§ **REQUIRED WORK**
Please locate each line in the records below that contains the word "birch", and copy those lines out.

§ **TASK INPUTS**

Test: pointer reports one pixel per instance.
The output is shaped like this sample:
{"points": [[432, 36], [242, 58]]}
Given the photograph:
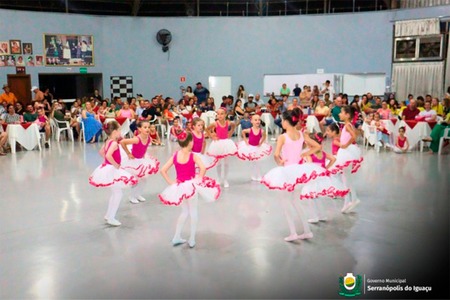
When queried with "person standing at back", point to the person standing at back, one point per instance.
{"points": [[201, 93]]}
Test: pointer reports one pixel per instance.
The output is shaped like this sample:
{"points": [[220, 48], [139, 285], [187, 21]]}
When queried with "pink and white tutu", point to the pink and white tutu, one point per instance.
{"points": [[107, 175], [174, 194], [287, 177], [140, 167], [208, 161], [330, 187], [249, 152], [222, 148], [349, 157]]}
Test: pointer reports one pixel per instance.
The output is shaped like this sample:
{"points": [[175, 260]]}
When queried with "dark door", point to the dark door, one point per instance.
{"points": [[20, 85]]}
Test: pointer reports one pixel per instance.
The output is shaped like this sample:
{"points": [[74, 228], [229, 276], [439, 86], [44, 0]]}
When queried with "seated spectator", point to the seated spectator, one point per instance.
{"points": [[250, 106], [245, 122], [30, 115], [411, 111], [436, 133], [402, 144], [154, 135], [210, 106], [175, 130], [59, 114], [3, 140], [239, 112], [427, 114], [11, 117], [437, 107], [126, 112], [92, 126], [19, 108], [44, 125], [272, 107], [384, 111]]}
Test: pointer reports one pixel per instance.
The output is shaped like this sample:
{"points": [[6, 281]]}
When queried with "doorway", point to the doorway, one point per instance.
{"points": [[71, 86], [219, 86], [20, 85]]}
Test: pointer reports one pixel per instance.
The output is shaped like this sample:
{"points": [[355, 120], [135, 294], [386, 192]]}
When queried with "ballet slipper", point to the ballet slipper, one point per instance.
{"points": [[291, 238], [306, 236]]}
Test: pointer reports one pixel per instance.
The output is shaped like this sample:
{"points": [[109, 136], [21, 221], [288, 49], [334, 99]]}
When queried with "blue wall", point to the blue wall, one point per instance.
{"points": [[244, 48]]}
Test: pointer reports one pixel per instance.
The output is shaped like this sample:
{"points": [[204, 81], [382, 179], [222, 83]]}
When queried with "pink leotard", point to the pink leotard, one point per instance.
{"points": [[116, 154], [401, 143], [184, 171], [292, 150], [345, 136], [198, 143], [138, 150], [320, 161], [254, 139], [222, 132]]}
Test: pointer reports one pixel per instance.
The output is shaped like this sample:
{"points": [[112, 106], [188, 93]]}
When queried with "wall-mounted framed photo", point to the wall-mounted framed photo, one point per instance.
{"points": [[419, 48], [68, 50], [27, 48], [15, 46], [4, 47]]}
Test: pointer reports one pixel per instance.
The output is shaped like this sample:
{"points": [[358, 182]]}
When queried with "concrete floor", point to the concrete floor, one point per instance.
{"points": [[54, 243]]}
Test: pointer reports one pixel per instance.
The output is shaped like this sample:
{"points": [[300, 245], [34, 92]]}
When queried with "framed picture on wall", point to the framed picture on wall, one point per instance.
{"points": [[39, 60], [68, 50], [15, 46], [27, 48], [4, 47]]}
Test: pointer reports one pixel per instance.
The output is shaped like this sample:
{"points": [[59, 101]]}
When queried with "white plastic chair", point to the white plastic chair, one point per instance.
{"points": [[60, 127], [446, 136]]}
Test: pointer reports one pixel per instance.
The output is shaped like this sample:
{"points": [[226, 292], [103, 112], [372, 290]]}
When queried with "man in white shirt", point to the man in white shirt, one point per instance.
{"points": [[258, 100], [428, 114], [328, 89]]}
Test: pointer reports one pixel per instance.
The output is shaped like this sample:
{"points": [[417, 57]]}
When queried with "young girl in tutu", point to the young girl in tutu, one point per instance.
{"points": [[221, 146], [332, 131], [290, 173], [402, 144], [184, 190], [137, 161], [198, 127], [110, 174], [155, 136], [254, 149], [321, 187], [348, 159]]}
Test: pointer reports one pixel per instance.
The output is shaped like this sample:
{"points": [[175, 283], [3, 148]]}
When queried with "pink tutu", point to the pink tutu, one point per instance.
{"points": [[287, 177], [140, 167], [208, 161], [222, 148], [249, 152], [174, 194], [351, 156], [107, 175], [330, 187]]}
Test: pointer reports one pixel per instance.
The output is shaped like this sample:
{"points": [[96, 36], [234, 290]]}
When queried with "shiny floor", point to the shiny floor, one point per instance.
{"points": [[54, 243]]}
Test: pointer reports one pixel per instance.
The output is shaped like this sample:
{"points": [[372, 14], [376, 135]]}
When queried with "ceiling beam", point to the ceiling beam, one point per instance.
{"points": [[135, 8]]}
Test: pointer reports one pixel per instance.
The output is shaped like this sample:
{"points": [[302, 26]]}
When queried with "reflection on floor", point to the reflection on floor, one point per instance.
{"points": [[54, 243]]}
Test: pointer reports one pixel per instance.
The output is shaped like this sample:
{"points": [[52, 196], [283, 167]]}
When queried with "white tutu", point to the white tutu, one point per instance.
{"points": [[287, 177], [331, 187], [222, 148], [140, 167], [351, 156], [174, 194], [107, 175], [208, 161], [249, 152]]}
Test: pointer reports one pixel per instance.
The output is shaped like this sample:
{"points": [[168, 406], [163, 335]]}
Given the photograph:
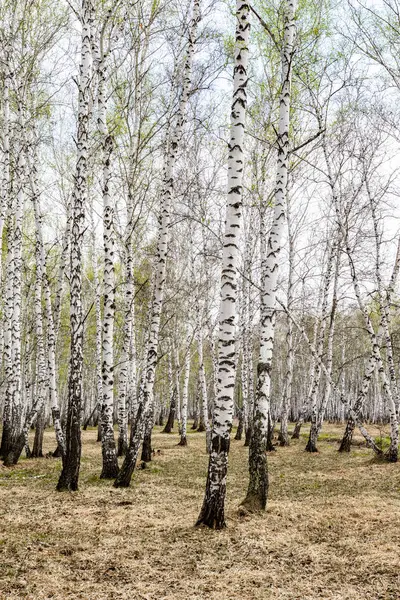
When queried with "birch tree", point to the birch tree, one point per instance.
{"points": [[212, 512]]}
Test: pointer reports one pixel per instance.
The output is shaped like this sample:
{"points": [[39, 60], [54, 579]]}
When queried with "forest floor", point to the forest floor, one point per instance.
{"points": [[331, 530]]}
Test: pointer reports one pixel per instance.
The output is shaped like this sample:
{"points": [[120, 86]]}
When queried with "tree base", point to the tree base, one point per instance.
{"points": [[57, 453], [110, 471], [146, 448], [392, 455], [122, 447], [253, 503], [296, 431], [247, 437], [311, 447]]}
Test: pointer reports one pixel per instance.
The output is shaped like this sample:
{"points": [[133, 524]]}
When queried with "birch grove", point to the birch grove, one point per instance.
{"points": [[194, 254]]}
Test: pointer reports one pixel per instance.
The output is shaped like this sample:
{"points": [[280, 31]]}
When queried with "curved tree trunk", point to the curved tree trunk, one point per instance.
{"points": [[212, 513], [256, 497], [71, 461]]}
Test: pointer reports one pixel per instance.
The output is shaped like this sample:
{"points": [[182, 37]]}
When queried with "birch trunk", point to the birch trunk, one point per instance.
{"points": [[163, 234], [287, 396], [212, 512], [185, 392], [257, 492], [110, 462], [71, 461]]}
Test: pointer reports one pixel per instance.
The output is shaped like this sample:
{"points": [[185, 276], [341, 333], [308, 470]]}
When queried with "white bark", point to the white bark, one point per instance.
{"points": [[212, 513]]}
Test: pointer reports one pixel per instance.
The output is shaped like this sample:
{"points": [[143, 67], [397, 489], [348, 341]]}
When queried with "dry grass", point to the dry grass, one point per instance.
{"points": [[331, 531]]}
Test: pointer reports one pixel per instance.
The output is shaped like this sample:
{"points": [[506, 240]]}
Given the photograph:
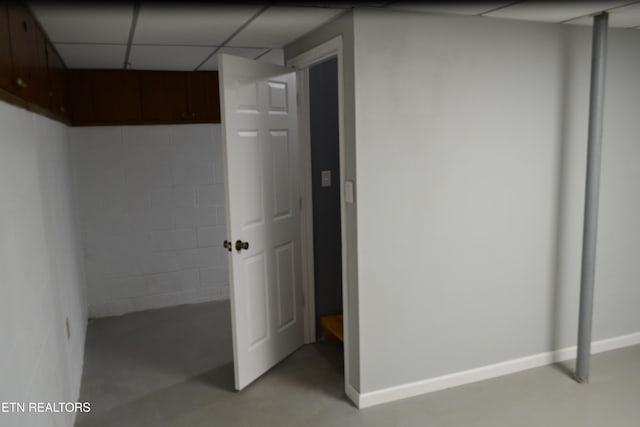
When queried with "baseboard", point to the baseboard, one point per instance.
{"points": [[364, 400], [353, 394]]}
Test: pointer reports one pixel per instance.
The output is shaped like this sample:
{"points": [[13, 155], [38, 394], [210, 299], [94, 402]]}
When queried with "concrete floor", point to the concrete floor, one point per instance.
{"points": [[172, 367]]}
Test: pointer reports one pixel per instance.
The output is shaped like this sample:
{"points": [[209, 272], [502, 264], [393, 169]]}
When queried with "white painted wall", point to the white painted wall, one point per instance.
{"points": [[470, 159], [152, 214], [41, 268]]}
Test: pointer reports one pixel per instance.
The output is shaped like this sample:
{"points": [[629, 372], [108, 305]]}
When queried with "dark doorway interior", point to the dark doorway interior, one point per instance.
{"points": [[325, 156]]}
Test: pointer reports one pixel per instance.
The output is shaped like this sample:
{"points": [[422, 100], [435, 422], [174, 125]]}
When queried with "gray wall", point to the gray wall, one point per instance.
{"points": [[471, 146], [325, 155], [41, 275], [343, 26]]}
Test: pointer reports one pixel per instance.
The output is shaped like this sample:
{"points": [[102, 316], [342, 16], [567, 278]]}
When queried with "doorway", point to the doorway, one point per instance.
{"points": [[325, 182]]}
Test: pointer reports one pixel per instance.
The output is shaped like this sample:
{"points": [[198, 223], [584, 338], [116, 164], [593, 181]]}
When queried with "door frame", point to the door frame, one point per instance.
{"points": [[302, 62]]}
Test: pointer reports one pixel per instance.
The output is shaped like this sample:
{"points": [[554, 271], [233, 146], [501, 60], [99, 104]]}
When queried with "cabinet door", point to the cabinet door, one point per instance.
{"points": [[116, 96], [80, 90], [5, 49], [29, 57], [58, 102], [213, 97], [163, 96]]}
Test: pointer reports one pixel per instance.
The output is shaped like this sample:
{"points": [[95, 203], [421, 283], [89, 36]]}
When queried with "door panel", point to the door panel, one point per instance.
{"points": [[260, 145]]}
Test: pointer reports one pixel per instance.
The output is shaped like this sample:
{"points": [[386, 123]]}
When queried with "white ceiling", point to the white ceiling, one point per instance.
{"points": [[189, 36]]}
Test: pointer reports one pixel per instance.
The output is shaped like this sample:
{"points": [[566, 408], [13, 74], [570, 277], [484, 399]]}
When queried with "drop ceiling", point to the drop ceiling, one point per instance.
{"points": [[189, 36]]}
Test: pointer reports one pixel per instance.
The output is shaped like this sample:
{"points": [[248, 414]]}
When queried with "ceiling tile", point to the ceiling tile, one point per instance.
{"points": [[106, 56], [278, 26], [189, 24], [245, 52], [169, 58], [85, 23], [452, 8], [548, 11], [274, 56], [622, 17]]}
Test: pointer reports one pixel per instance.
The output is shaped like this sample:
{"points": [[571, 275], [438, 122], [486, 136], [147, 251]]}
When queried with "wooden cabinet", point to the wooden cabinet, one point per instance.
{"points": [[105, 97], [58, 83], [80, 90], [5, 49], [30, 80], [203, 97], [33, 76], [116, 95], [179, 97], [164, 96]]}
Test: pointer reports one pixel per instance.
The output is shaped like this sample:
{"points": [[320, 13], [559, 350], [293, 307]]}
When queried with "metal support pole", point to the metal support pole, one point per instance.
{"points": [[596, 108]]}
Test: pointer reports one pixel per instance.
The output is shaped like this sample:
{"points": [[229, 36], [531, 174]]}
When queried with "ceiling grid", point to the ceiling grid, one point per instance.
{"points": [[189, 36]]}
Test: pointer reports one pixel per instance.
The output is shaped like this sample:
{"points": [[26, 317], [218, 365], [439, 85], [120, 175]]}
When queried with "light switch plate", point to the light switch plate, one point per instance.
{"points": [[326, 178]]}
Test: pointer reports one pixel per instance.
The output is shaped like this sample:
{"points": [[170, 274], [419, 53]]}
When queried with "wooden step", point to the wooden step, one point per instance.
{"points": [[332, 327]]}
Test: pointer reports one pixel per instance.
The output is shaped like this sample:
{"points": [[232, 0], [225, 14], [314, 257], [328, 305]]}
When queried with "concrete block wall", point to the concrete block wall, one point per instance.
{"points": [[41, 269], [152, 209]]}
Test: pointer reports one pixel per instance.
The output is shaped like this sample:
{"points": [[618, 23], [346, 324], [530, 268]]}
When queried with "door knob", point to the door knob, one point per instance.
{"points": [[240, 245]]}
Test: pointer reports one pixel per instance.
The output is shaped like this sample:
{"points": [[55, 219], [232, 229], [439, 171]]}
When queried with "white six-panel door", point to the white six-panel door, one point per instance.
{"points": [[260, 146]]}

§ **ANSWER BELOW**
When queried with "birch tree", point to the birch tree, one point per instance.
When queried with "birch grove", point to the birch grove, one point per instance.
When queried with "birch trunk", point to the birch trunk, one point per instance.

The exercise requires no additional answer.